Translate this sentence from the study summary below into Spanish: "Different theoretical approaches provide distinct insights into the nature of solute-solvent interactions."

Page text ->

-------------------------

Purpose of the Study:

  • To computationally investigate static and dynamic linear polarizabilities of organic molecules in solution.
  • To evaluate and compare different theoretical approaches for describing solvent effects on polarizability.

Main Methods:

  • Utilized quantum mechanics/molecular mechanics (QM/MM) with non-polarizable and polarizable (fluctuating charge - FQ) force fields.
  • Employed a multilevel Hartree-Fock (MLHF) quantum embedding method combined with the FQ model.
  • Applied equation-of-motion coupled cluster (EOM-CC) response theory using multiscale approaches as reference wave functions.

Main Results:

  • Calculated linear response properties for para-nitroaniline and benzonitrile in 1,4-dioxane, acetonitrile, and tetrahydrofuran.
  • Analyzed computed polarizabilities based on electrostatic, polarization, and Pauli repulsion interactions.
  • Compared computational results with available experimental data.

Conclusions:

  • The study demonstrates the capability of various multiscale computational methods to accurately predict linear polarizabilities in solution.
  • Different theoretical approaches provide distinct insights into the nature of solute-solvent interactions.
  • The findings validate the use of these computational models for studying electronic properties of molecules in condensed phases.

-------------------------

Given data ->
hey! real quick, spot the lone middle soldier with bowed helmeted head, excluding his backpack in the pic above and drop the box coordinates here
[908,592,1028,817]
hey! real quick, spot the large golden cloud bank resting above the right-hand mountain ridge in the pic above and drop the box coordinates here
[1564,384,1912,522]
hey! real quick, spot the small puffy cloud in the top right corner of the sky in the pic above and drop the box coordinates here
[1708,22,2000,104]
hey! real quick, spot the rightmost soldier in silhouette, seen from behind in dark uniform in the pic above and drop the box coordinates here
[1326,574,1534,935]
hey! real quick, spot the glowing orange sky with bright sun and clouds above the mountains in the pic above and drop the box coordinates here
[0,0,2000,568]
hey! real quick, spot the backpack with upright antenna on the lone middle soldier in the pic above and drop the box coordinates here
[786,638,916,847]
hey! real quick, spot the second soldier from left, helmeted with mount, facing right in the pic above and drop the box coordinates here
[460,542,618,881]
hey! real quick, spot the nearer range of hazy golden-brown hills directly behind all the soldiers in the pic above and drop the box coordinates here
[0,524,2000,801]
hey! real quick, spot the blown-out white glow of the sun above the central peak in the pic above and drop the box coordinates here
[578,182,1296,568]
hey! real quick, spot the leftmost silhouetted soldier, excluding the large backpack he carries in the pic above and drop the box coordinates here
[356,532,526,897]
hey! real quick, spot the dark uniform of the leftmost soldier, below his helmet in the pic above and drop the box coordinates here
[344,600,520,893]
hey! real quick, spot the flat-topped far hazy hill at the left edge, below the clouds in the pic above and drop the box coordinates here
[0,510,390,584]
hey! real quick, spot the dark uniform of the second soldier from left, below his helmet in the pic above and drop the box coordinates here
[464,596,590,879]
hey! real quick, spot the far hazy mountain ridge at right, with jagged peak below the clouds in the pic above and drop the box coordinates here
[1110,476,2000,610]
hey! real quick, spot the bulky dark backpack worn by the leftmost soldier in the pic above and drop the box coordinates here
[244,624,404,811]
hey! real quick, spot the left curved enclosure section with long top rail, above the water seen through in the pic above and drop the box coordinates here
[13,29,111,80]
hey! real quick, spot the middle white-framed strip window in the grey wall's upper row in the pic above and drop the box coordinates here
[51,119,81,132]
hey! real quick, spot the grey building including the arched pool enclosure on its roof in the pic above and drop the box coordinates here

-------------------------

Response to the task -> Los distintos enfoques teóricos ofrecen perspectivas diferentes sobre la naturaleza de las interacciones soluto-disolvente.